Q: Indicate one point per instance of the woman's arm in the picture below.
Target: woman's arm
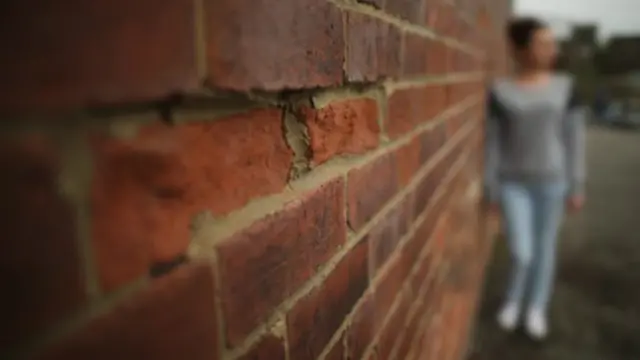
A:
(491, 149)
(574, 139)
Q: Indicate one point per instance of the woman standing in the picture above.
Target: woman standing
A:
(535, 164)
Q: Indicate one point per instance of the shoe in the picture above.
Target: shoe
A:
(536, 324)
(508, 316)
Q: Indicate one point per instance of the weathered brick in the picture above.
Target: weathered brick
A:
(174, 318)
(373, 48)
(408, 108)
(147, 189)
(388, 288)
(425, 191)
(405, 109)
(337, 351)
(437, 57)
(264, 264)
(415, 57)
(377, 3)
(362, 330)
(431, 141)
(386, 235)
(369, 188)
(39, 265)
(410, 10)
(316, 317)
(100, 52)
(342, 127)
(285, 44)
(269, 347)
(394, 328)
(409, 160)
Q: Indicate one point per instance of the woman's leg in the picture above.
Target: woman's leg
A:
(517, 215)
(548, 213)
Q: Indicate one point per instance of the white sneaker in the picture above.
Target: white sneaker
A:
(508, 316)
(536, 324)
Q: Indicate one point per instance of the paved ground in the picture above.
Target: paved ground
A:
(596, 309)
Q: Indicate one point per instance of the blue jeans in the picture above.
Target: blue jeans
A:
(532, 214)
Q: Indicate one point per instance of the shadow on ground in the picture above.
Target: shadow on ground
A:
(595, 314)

**TASK GOAL:** Scan the listing above and work out how many of its lines contain the word "sneaker". Report only that number.

**EXERCISE ANSWER:** 2